◆ CHALLENGE ◆
Quote every line below exactly as it reads.
--- begin SOURCE DATA ---
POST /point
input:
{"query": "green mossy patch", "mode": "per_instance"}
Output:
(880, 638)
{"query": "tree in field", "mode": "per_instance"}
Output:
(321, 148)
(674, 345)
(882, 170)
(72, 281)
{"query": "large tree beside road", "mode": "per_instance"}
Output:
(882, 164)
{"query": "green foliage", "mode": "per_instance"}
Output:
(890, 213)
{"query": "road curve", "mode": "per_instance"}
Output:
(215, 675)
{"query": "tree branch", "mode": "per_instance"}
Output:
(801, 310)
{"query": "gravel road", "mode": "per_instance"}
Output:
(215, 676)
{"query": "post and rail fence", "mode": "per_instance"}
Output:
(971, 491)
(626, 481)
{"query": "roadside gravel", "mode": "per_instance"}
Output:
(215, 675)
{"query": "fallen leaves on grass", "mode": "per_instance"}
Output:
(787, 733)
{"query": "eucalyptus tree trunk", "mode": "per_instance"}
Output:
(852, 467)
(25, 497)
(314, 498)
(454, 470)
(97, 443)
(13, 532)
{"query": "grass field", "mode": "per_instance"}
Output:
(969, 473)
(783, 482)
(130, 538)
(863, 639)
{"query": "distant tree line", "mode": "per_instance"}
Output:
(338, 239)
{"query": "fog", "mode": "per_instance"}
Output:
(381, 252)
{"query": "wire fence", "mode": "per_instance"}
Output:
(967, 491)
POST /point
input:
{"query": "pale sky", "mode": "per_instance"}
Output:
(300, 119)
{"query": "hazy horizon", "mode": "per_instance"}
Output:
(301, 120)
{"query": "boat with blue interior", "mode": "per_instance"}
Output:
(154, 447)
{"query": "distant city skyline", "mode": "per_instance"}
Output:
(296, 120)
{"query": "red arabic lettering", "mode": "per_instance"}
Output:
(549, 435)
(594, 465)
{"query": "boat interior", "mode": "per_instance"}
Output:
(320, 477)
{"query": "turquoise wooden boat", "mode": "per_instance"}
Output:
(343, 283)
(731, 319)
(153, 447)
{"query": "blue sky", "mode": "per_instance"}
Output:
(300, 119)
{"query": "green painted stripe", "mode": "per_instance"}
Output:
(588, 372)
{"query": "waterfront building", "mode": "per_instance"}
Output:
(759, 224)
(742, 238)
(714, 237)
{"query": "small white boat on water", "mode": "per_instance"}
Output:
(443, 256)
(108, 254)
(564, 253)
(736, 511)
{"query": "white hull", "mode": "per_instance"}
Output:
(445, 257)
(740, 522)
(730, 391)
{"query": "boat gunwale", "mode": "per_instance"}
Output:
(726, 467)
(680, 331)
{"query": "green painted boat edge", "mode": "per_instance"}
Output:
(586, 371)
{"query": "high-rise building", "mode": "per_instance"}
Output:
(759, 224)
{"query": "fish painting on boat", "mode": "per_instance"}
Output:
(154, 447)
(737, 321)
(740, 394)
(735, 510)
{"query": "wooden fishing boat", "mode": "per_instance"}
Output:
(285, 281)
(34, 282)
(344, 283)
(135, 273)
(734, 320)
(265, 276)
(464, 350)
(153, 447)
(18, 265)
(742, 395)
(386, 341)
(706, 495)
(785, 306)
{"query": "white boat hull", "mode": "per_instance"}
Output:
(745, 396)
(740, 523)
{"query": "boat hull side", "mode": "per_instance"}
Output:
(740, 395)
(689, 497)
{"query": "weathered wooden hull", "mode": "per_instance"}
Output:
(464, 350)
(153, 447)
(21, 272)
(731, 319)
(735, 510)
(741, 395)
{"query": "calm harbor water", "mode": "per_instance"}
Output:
--- end SOURCE DATA ---
◆ RESPONSE TO THIS EXERCISE ◆
POST /point
input:
{"query": "green mossy patch", "mode": "per_instance"}
Output:
(880, 638)
{"query": "tree in field", "mode": "per_instance"}
Output:
(321, 148)
(674, 345)
(882, 170)
(72, 281)
{"query": "large tree beside road", "mode": "per_instance"}
Output:
(882, 164)
{"query": "green foliage", "mode": "per_instance"}
Output:
(890, 213)
{"query": "road curve", "mode": "per_instance"}
Output:
(215, 675)
{"query": "tree branch", "mode": "per_instance"}
Output:
(801, 310)
{"query": "gravel road", "mode": "per_instance"}
Output:
(215, 676)
{"query": "post and rail fence", "mode": "per_instance"}
Output:
(971, 491)
(626, 481)
{"query": "roadside gravel", "mode": "per_instance"}
Output:
(215, 675)
{"query": "fallen leaves on grass", "mode": "per_instance"}
Output:
(787, 733)
{"query": "eucalyptus tree trunk", "mode": "per_instance"}
Output:
(852, 467)
(25, 497)
(314, 498)
(454, 470)
(97, 443)
(13, 532)
{"query": "grass field", "mode": "per_instance"}
Output:
(969, 473)
(783, 482)
(130, 538)
(863, 639)
{"query": "distant tree line", "mode": "per_instance"}
Output:
(338, 239)
{"query": "fog", "mode": "per_instance"}
Output:
(381, 252)
{"query": "wire fence", "mode": "per_instance"}
Output:
(967, 491)
POST /point
input:
{"query": "pale sky", "mode": "per_instance"}
Output:
(300, 119)
{"query": "hazy horizon", "mode": "per_instance"}
Output:
(301, 120)
{"query": "boat with blue interior", "mode": "per_instance"}
Output:
(154, 447)
{"query": "distant city skyline", "mode": "per_instance"}
Output:
(296, 120)
{"query": "red arabic lettering", "mode": "per_instance"}
Output:
(549, 435)
(594, 465)
{"query": "boat interior", "mode": "per_instance"}
Output:
(320, 477)
{"query": "turquoise wooden boat", "mode": "per_instance"}
Output:
(343, 283)
(731, 319)
(153, 447)
{"query": "blue sky", "mode": "per_instance"}
Output:
(300, 119)
{"query": "green painted stripe", "mode": "per_instance"}
Output:
(588, 372)
{"query": "waterfront building", "mode": "per_instance"}
Output:
(759, 224)
(742, 238)
(714, 237)
{"query": "small white boat on water", "mode": "per_instance"}
Output:
(443, 256)
(108, 254)
(564, 253)
(736, 511)
{"query": "white hull", "mode": "per_instance"}
Output:
(445, 257)
(740, 522)
(730, 391)
{"query": "boat gunwale", "mode": "per_instance"}
Output:
(726, 467)
(680, 331)
{"query": "green painted boat edge", "mode": "per_instance"}
Output:
(586, 371)
{"query": "high-rise building", "mode": "per_instance"}
Output:
(759, 224)
{"query": "fish painting on boat", "mode": "per_instance"}
Output:
(154, 447)
(737, 321)
(740, 394)
(735, 510)
{"query": "wooden fishing boat", "mode": "per_instance"}
Output:
(285, 281)
(34, 282)
(344, 283)
(135, 273)
(734, 320)
(265, 276)
(464, 350)
(153, 447)
(18, 265)
(742, 395)
(386, 341)
(706, 495)
(785, 306)
{"query": "white boat hull", "mode": "per_instance"}
Output:
(745, 396)
(740, 523)
{"query": "boat hull side", "mode": "per_instance"}
Output:
(740, 395)
(689, 497)
{"query": "weathered wooden hull", "mode": "per_instance"}
Output:
(464, 350)
(153, 447)
(21, 272)
(731, 319)
(735, 510)
(741, 395)
{"query": "calm harbor water", "mode": "per_instance"}
Output:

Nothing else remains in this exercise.